(Passage to read)

There are times when developers and landowners feel they are being unreasonably leaned on to make concessions or contributions to municipalities in exchange for subdivision and land development approvals. Some officials seem to think that, so long as they receive no personal benefit, they can ask for the moon. In a surprising recent decision, the Supreme Court ruled there are limits on such requests, which, in one case, crossed the boundary into a criminal bribery conviction.
In 2003, the 209 acre former Haverford State Hospital site was put up for sale by the Board of Commissioners of Haverford Township. Two commissioners negotiated an agreement of sale with a developer, Goldenberg-Pohlig (GP) to purchase the land for $30.65 million for 61 acres of the parcel. Initially, GP was to develop the land with residential properties and build six ball fields. After problems came to light with this plan, a new agreement was tentatively negotiated in November of 2005 for sale of 38 acres for $17 million to be developed by GP for “age-targeted” residential units.
In the next month, December 2005, the Township had a special meeting to address a looming revenue shortfall. Commissioner Fred Charles Moran proposed accelerating collection of real estate taxes to meet the shortfall. Moran particularly proposed that GP pre-pay $500,000 in real estate taxes on the 38 acre part of the former state hospital tract. When asked why GP would consider pre-paying taxes, Moran reportedly said, “Well, maybe they want to accelerate this process, get it moving.”
The next day, Moran and Commissioner Andrew Lewis called one of the principals of GP and said “call it extortion, call it what you will. We need $500,000, and we’ll accelerate the zoning. We’ll get you the zoning approvals you need and accelerate the process.” GP asked if the $500,000 was included in the purchase price, and Moran indicated it would be added to the purchase price. The next day, Commissioner Lewis, by himself, called the GP principal again and said: “I want no part of that conversation. Haverford Township is not in the business of selling zoning.”

(Things to do)
• A. In the article on the Haverford State Hospital site, what price was tentatively agreed in November 2005 for the sale of 38 acres to GP?
• B. Resume the article on the Haverford State Hospital sale, beginning after its final sentence.

(Referring expression grounding data)
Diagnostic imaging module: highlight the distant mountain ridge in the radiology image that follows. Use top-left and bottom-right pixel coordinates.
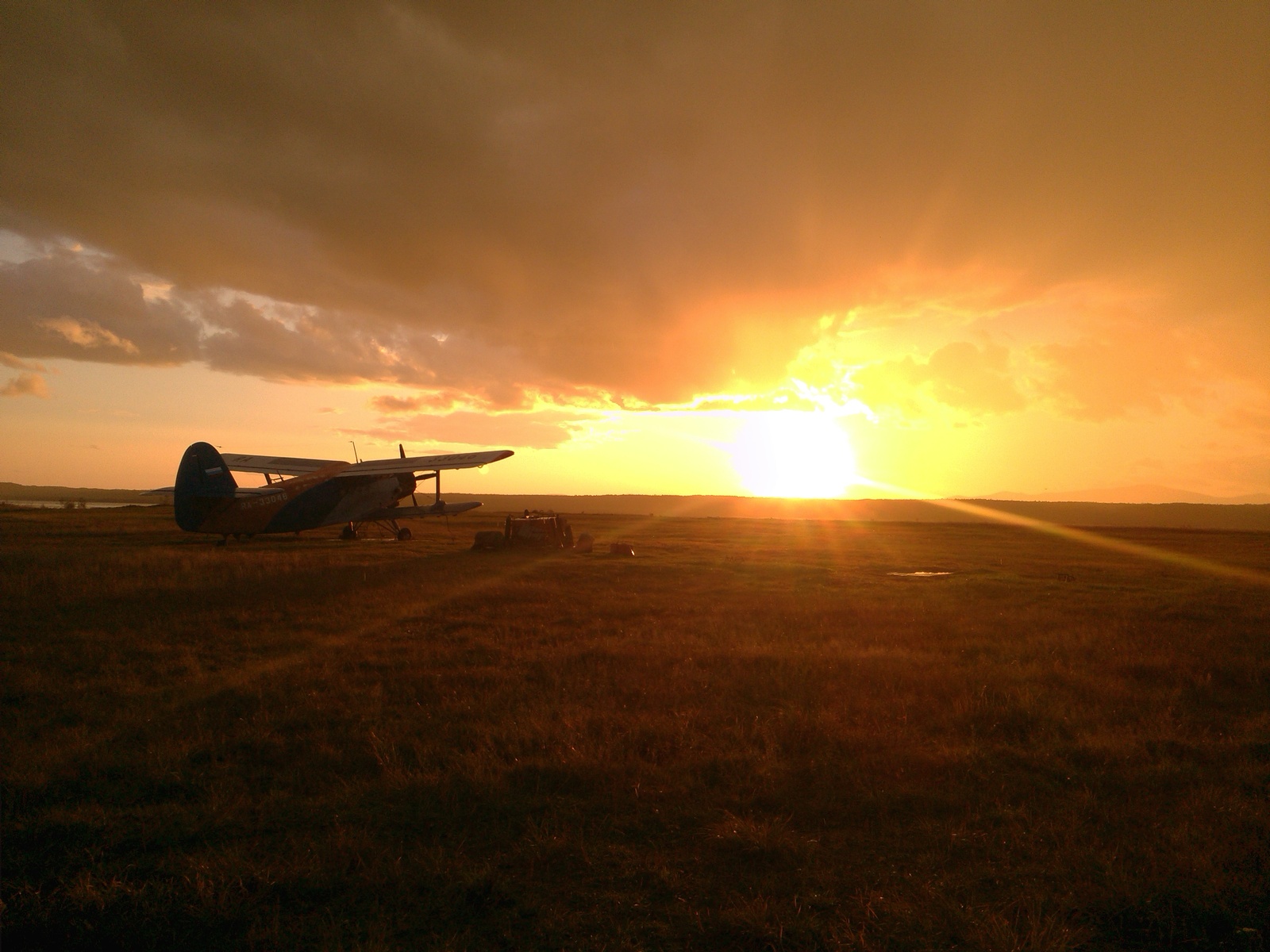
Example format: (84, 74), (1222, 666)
(0, 482), (152, 505)
(983, 484), (1270, 505)
(0, 482), (1270, 532)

(Task answers)
• A. $17 million

• B.
GP never formally responded to the offer, and the purchase price remained the same. An agreement of sale was not finalized until April of 2007. In that same month, Moran was charged with three counts of bribery. A jury found Moran guilty of all three counts and he was sentenced to six months of probation and a $10,000 fine. Appeals in the matter concluded when the Pennsylvania Supreme Court upheld the conviction and sentence.
Moran’s central argument why he should not have been found guilty of bribery was that he would not have personally benefitted from payment of the $500,000 to the township. The Supreme Court rejected this argument, noting that the Pennsylvania Crimes Code broadly defines “benefit” to include situations where a public official solicits money, gain or advantage for “any other person or entity in whose welfare he is interested.” The definition of benefit in the Crimes Code, the court noted, is intended to include every possible type of offer made or designed to influence official action and to prohibit selling political endorsement or special influence.
The Supreme Court found that it was reasonable for the jury to find Moran’s conduct in soliciting the “…extra $500,000 from GP was not merely a continuance of the negotiation process or a savvy attempt to drive a hard bargain. Rather, this was a specific promise of preferential treatment to GP in the zoning process, in exchange for half a million dollars in excess of the purchase price.” In other words, under Pennsylvania law, Moran’s conduct was bribery.